> [LISTED RECORDS]
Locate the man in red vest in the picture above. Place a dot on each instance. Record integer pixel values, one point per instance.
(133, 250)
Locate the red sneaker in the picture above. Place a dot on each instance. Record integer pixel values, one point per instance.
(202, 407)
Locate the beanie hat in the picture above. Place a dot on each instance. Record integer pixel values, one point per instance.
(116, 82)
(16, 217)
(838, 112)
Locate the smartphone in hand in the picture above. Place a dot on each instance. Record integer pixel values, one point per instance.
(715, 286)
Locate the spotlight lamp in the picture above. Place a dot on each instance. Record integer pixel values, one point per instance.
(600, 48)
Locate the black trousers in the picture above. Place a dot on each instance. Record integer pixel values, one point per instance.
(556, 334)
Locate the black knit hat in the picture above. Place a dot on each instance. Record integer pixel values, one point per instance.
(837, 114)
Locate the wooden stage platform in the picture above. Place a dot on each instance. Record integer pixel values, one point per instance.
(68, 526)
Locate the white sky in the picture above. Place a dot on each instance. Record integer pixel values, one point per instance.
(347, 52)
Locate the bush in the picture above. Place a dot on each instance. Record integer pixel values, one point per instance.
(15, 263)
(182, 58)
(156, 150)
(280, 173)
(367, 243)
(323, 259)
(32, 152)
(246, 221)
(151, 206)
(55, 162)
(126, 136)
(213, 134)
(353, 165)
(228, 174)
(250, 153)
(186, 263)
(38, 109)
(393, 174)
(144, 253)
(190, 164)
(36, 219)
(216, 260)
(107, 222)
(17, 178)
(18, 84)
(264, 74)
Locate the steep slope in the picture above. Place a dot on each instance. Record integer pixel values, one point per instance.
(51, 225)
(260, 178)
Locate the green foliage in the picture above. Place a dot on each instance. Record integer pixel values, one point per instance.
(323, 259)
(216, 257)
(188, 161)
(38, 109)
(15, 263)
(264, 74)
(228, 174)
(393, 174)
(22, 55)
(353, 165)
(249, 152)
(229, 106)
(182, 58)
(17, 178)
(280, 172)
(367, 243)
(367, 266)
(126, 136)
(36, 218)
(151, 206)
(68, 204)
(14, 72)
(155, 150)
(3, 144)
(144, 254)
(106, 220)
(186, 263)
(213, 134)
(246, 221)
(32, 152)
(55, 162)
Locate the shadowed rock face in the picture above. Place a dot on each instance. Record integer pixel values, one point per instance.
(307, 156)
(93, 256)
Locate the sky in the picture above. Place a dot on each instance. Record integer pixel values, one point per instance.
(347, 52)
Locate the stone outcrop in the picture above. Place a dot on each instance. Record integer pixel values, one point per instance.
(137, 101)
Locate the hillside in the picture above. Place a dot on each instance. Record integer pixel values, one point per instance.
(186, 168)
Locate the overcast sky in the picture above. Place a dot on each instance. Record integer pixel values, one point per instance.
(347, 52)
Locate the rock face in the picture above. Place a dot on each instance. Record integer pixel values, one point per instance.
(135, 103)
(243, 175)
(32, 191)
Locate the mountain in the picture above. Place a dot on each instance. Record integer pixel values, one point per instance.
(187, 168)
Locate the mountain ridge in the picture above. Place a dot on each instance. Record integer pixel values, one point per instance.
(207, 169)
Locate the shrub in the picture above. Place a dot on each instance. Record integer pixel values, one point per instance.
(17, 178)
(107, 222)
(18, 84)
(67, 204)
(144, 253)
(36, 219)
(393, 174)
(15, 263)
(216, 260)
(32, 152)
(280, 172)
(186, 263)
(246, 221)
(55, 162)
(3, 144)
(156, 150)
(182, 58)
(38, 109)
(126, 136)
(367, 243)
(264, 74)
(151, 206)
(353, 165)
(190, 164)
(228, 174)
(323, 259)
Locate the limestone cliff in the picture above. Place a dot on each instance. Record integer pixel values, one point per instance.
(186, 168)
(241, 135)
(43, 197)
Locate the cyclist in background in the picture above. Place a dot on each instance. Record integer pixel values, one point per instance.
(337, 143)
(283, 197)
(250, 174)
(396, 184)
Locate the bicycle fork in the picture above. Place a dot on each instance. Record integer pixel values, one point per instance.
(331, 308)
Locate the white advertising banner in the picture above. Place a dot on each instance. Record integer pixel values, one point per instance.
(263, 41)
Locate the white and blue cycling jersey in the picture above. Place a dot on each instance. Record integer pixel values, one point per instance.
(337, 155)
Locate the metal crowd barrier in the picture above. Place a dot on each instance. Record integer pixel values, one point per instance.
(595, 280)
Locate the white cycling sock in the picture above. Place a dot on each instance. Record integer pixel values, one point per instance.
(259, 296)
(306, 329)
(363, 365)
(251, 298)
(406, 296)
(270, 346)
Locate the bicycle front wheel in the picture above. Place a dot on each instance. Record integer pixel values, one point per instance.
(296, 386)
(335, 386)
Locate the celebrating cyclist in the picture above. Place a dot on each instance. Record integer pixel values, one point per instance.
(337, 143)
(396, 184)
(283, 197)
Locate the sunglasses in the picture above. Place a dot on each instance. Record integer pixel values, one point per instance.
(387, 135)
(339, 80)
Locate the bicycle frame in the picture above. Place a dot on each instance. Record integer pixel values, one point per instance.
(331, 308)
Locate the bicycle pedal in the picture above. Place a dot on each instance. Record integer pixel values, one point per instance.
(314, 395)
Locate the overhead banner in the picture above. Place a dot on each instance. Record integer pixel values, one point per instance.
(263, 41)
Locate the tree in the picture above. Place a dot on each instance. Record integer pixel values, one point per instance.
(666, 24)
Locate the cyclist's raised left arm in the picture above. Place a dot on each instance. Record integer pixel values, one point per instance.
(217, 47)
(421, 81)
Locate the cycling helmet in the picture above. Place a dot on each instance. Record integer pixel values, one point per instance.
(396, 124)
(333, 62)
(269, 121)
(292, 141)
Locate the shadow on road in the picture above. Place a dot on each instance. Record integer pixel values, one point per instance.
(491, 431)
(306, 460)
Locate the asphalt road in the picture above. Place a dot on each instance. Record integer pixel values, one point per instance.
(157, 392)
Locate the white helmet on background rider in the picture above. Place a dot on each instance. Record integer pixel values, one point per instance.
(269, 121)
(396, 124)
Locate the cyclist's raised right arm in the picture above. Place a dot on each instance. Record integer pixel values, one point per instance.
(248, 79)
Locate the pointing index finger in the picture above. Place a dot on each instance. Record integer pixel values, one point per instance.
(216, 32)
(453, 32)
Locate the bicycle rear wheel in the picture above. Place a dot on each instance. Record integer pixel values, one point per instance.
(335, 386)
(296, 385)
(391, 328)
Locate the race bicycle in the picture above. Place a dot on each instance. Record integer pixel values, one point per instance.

> [TO DO] Quote exactly and only the lines from the one holding "Locate the cyclist's raised right" through the end of the data.

> [RESPONSE BELOW]
Locate the cyclist's raised right arm in the picture above. Place a dot on each instance. Record integer pixel values, one point per instance.
(248, 79)
Locate the pointing index finger in the picture above. Place a dot on each instance. Record integer pixel values, one point per instance.
(216, 32)
(453, 32)
Locate the bicycle rear wheel in the picture above. Place a dot on each instance. Record integer pixel values, one point per instance.
(335, 386)
(296, 385)
(391, 328)
Locate the race bicycle in the picture above. Place a dot on each instance. Record integer pixel values, one point per instance.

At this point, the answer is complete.